Messages will be passed to and from the plugin across a control channel. The control channel will be a stream -- the current plan is to use a TCP socket, but a unix domain socket or pipe would also work on platforms that support them. Since messages will be passed over the control channel, they may need to be serialized. They may also be received in a different process space, so passing pointers in a message is not generally useful.
It's important to note that messages are completely asynchronous. They may be queued for an arbitrary amount of time before they're delivered, so it's not possible to do a direct query of a plugin and get an answer back. The command sets for specific plugin types need to take this into account -- instead of having commands to query for the state of a plugin, the plugin should send unsolicited messages to the host when its state changes in meaningful ways, so that the host can maintain a local shadow of that state from which it will answer queries. This logic, as well as the logic for message encoding/decoding, will be handled by a proxy object -- an instance of a C++ class in the viewer that is tailored for a particular type of plugin.
Plugins can negotiate (via specific messages) for the host to set up segments of shared memory between the plugin and the viewer. When plugins are hosted by the plugin loader shell, these will be interprocess shared memory segments. (When directly loaded by the viewer, they will be simple pointers, but they will still negotiate setup in the same way, and the pointer will be owned by the plugin manager.) This is especially useful for media plugins, since they need to share large amounts of data with the viewer (specifically, pixel data containing rendered media).
Plugin Manager
The plugin manager will launch the plugin loader shell that hosts each plugin.

+===+

◆ **TASKS FOR THIS EXERCISE**:
- A) Summarize the plugin messaging design text in two sentences.
- B) Extend the plugin messaging design text past its final sentence, carrying on the section about the plugin manager.

◆ **SUPPLIED MATERIAL**:

+===+

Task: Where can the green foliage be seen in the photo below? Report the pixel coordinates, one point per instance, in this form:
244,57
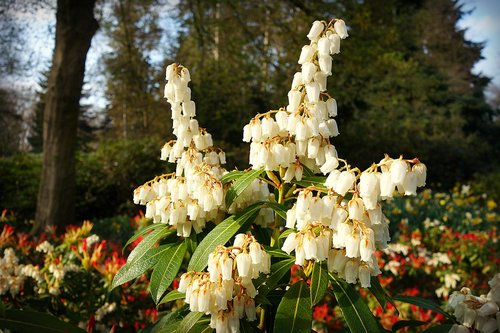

+===+

◆ **SOLVED TASKS**:
- A) Messages pass to and from a plugin asynchronously over a stream-based control channel, so they may need serialization, gain little from carrying pointers, and cannot serve as direct queries. Instead, plugins send unsolicited state updates that a plugin-specific C++ proxy object in the viewer uses to keep a local shadow for answering queries, and plugins can also negotiate shared memory segments, which is especially useful for media plugins passing large amounts of pixel data.

- B)
The plugin manager monitors the plugin process and can detect if it crashes. Some form of "heartbeat" from the plugin may additionally be implemented to detect if the process hangs. If the plugin dies, or hangs and needs to be killed, the plugin manager alerts the client.
The media plugin proxies may use this information to display a generic "media is not available" message in place of the rendered media.
The plugin manager will create and own all proxy object instances. Clients that need to have a plugin instantiated will make those requests through the plugin manager, and proxy objects will use the plugin manager internally to communicate with their plugins.
Plugin Loader Shell
The plugin loader shell is the executable that is responsible for loading and executing the code for a plugin as an external process.
Making this a single executable (instead of having a separate executable for each plugin) will make navigating through the Windows firewall (and other programs which ask the user about processes that make outgoing network connections) less painful - it will only need to be unblocked once.
Code in the plugin loader shell will handle certain messages (such as certain parts of shared memory setup and process priority control) instead of passing them through to the plugin.
When the plugin loader shell is initially launched, it won't know which plugin it is expected to load. This information will be supplied via internal messages once it establishes the control channel.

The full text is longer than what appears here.